* **Source records**
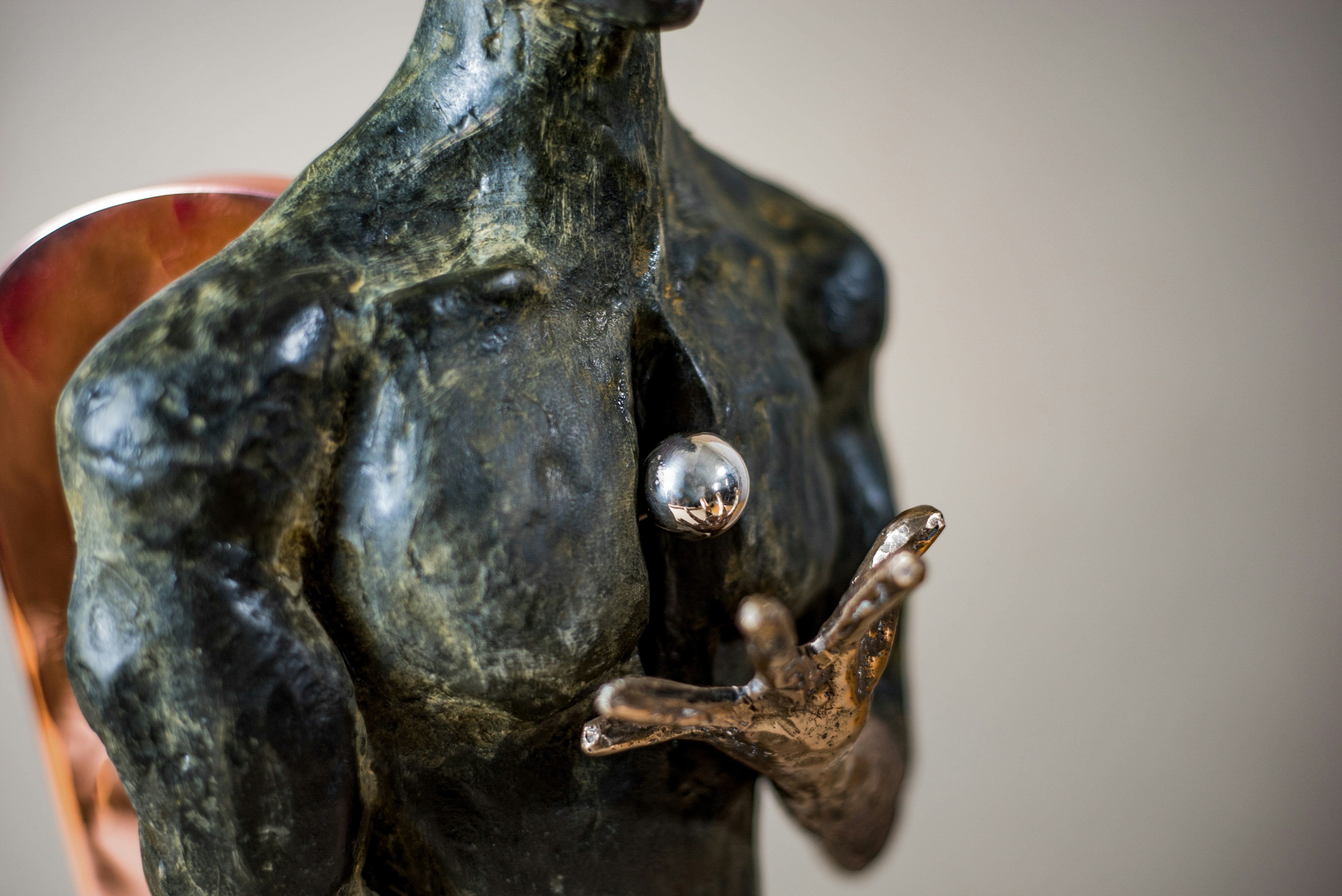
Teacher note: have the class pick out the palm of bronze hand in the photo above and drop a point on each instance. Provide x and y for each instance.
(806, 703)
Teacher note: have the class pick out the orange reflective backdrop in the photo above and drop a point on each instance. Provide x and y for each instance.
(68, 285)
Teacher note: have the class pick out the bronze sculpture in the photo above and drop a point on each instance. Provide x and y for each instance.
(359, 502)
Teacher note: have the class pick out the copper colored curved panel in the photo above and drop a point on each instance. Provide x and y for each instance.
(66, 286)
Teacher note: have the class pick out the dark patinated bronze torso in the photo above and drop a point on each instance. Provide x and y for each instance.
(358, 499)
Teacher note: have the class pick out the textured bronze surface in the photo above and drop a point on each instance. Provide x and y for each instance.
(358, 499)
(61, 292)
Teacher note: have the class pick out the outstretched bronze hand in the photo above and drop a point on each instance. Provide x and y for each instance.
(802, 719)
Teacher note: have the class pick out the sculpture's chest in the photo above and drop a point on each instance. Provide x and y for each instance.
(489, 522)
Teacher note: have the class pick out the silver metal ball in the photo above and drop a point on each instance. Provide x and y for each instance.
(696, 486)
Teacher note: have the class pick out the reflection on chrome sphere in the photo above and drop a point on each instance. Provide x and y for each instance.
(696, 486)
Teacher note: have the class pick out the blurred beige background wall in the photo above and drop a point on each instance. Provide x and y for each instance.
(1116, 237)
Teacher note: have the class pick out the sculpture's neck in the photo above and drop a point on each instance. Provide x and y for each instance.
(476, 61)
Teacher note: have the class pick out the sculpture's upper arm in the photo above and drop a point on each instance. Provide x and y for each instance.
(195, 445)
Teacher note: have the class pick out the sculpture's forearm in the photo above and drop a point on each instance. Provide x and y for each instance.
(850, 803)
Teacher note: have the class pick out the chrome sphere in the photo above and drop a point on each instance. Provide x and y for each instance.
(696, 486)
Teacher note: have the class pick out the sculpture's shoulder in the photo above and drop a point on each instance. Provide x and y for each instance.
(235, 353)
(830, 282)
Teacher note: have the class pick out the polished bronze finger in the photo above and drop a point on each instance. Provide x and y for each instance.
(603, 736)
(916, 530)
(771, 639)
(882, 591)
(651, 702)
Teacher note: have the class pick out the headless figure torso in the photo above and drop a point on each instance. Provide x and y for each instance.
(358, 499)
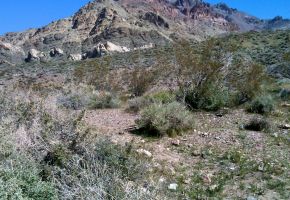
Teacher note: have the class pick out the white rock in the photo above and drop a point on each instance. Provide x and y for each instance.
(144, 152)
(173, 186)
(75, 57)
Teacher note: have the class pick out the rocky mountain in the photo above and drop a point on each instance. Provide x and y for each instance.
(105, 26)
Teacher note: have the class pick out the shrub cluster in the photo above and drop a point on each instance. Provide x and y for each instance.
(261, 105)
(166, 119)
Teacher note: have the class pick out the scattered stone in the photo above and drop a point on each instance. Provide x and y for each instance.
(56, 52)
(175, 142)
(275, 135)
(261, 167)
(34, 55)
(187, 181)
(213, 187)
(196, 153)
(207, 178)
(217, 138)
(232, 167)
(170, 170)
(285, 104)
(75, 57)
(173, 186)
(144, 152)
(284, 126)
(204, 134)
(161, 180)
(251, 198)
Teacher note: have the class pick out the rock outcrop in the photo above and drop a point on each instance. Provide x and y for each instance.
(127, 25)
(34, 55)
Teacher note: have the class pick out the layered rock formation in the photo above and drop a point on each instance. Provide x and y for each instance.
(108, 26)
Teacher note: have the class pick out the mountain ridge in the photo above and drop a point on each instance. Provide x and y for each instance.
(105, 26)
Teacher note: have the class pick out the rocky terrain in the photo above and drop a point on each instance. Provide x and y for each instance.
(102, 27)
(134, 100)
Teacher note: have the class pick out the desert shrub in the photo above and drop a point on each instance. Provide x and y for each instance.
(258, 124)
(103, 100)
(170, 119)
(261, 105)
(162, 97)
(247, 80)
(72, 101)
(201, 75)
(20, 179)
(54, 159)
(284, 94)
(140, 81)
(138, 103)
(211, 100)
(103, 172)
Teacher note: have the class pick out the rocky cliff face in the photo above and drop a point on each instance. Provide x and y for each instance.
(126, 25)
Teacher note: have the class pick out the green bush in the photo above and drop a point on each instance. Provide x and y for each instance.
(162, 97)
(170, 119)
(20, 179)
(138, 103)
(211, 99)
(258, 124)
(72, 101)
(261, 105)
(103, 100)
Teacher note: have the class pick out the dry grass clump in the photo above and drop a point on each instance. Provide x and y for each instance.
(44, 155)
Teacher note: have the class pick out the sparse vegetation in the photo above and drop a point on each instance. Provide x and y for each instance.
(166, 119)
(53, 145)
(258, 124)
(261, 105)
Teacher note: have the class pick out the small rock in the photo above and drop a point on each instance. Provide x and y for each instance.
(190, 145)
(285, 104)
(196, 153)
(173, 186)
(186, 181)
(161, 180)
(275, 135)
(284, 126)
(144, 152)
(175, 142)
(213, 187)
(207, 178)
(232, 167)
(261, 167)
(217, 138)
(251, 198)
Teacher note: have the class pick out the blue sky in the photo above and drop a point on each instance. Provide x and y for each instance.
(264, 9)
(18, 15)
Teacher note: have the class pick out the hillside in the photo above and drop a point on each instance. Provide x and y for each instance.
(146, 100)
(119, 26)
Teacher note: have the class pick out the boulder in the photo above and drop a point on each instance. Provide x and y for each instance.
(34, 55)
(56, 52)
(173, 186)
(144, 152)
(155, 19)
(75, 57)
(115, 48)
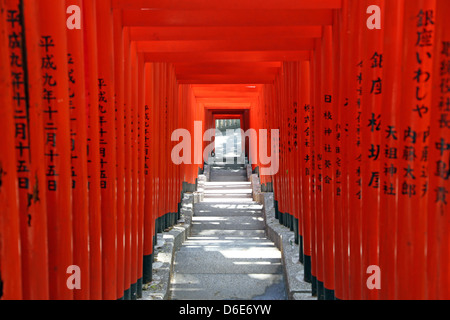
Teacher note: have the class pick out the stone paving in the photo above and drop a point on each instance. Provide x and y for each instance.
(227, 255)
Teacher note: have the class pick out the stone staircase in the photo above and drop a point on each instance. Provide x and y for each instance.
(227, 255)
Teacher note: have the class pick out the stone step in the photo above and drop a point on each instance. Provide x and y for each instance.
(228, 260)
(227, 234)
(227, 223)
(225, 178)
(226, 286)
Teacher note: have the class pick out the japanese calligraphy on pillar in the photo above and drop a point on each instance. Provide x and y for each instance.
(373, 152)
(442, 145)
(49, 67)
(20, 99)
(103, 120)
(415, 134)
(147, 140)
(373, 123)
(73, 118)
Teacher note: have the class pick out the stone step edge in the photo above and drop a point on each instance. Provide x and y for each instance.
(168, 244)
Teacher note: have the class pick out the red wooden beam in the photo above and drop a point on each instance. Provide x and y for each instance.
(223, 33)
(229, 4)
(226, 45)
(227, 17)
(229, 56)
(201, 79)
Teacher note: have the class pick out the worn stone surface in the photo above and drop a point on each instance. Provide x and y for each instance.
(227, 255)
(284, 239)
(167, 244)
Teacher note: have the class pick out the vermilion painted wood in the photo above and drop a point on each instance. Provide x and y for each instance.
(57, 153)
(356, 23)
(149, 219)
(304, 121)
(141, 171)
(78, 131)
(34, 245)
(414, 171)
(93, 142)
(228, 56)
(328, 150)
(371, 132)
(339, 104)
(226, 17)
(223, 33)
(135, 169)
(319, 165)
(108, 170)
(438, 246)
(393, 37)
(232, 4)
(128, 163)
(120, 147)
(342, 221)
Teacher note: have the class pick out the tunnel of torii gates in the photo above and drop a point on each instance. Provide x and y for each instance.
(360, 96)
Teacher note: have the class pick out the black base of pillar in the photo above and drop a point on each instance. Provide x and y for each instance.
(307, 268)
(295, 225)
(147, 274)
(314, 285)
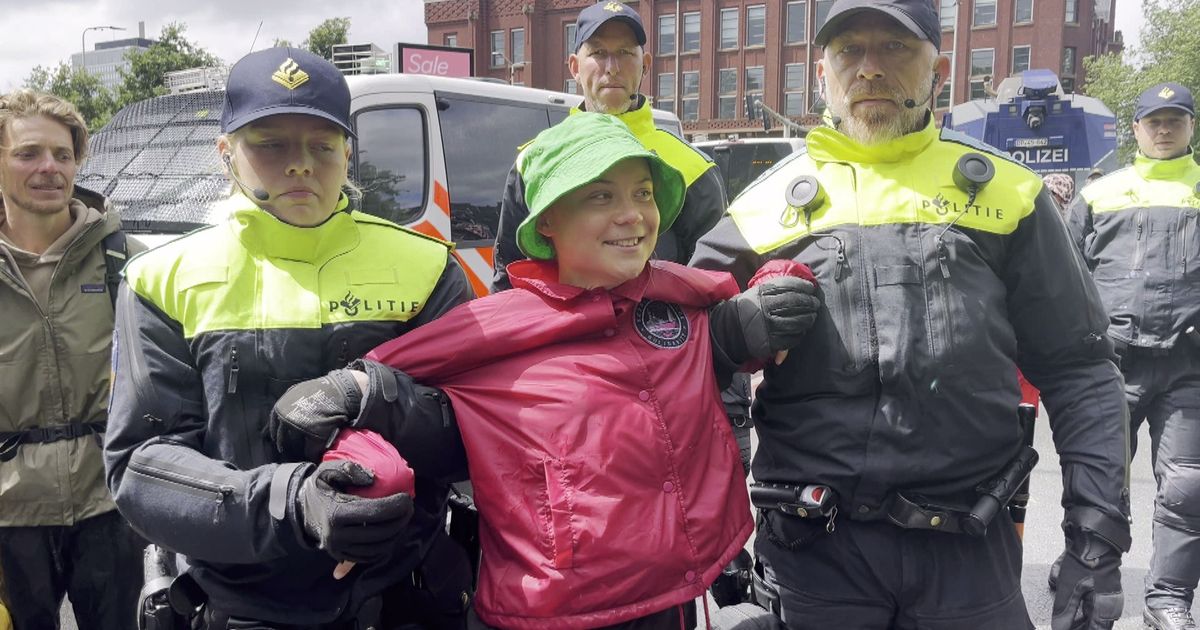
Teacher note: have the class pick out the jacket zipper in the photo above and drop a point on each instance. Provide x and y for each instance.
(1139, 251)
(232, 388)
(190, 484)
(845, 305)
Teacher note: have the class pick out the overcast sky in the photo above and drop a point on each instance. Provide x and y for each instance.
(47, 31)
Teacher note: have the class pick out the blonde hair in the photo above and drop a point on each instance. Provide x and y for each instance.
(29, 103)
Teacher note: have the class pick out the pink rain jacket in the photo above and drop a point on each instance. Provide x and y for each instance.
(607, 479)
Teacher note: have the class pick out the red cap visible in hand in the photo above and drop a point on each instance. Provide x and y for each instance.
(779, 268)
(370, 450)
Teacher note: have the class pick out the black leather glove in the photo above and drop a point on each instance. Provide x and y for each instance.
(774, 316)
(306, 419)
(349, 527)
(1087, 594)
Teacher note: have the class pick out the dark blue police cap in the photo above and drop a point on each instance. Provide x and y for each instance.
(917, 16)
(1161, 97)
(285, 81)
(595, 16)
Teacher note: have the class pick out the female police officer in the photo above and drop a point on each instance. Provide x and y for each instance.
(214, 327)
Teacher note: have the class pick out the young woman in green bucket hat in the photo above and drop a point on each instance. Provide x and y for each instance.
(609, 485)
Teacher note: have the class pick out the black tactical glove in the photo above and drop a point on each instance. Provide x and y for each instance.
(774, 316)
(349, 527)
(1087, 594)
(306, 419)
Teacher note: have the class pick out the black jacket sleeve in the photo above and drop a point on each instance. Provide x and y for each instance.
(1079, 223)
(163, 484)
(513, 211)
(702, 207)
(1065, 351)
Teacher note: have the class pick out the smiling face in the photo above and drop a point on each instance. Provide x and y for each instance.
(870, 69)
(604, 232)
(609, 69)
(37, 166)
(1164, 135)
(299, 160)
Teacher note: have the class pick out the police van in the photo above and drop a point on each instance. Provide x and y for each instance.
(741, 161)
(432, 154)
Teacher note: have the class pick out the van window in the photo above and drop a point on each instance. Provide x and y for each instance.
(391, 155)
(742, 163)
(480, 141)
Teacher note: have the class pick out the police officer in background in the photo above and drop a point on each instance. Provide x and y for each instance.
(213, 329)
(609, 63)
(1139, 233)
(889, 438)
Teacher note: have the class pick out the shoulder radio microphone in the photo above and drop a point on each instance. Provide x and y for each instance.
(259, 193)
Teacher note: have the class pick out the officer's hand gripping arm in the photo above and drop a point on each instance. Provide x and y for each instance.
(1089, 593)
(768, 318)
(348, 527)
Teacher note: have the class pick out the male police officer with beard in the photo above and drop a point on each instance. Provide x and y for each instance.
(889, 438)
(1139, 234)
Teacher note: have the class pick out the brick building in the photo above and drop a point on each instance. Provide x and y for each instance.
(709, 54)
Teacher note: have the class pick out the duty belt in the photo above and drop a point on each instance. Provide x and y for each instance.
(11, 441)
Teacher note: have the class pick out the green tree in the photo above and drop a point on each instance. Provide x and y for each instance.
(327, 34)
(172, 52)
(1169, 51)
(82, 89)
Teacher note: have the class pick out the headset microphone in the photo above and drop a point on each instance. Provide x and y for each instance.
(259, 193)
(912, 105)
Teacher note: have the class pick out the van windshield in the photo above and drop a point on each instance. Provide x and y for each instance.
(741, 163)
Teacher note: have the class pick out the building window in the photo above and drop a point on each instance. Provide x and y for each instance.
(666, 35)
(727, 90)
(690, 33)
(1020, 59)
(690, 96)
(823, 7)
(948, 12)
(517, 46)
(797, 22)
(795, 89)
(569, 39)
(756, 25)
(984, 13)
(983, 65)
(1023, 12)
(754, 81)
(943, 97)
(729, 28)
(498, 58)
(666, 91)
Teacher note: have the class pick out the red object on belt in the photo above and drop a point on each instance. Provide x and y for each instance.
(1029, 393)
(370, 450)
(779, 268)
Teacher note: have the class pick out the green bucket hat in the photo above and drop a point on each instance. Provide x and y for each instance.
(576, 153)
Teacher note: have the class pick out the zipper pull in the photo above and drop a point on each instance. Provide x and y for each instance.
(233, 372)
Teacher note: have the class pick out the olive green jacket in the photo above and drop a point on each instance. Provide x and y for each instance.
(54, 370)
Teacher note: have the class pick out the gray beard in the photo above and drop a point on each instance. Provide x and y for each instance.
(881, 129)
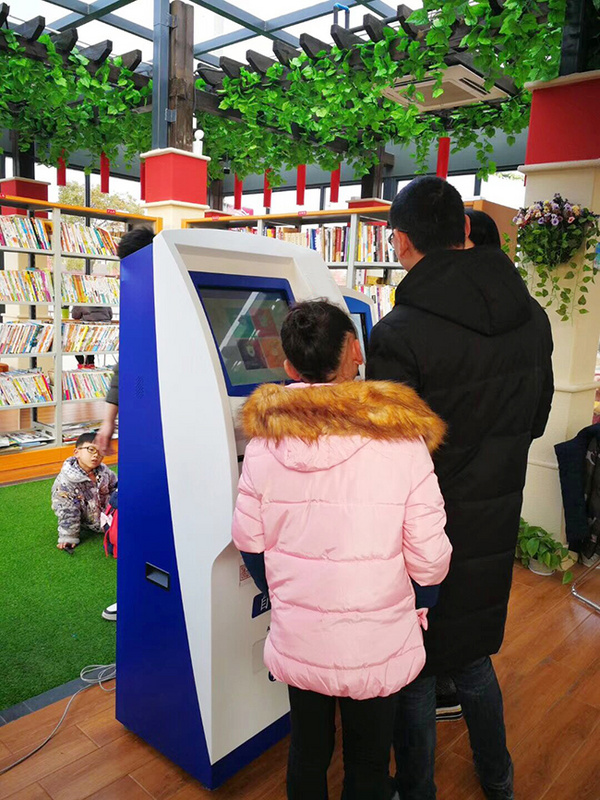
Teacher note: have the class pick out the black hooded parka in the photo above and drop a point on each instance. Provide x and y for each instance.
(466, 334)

* **Stated goal**
Leave out every picture, and copy exactly the lines from the line that contains "Teacher note: have the class pick out the green bucket" through the end of the material.

* **Output**
Teacher note: have the class pick out the green bucket hat in the photo above and drop a point on each instance. Provide x and y for each instance.
(576, 153)
Teacher note: have the class pick out the zipper pull in the photo above and drop a point on each instance. Provide x and y for each instance.
(233, 372)
Teacher note: have the class pick out the olive green jacket in the photo above and drop a point on each instance. Provide x and y for each instance.
(54, 370)
Teacher note: have the class pick out the gray beard in the photo above and drop a point on each instance. Provide x and y for each instance.
(881, 129)
Teacher note: have the class pick out the black hooded parka in the photo above and drop a point on each instance. Provide x and y for each instance.
(466, 334)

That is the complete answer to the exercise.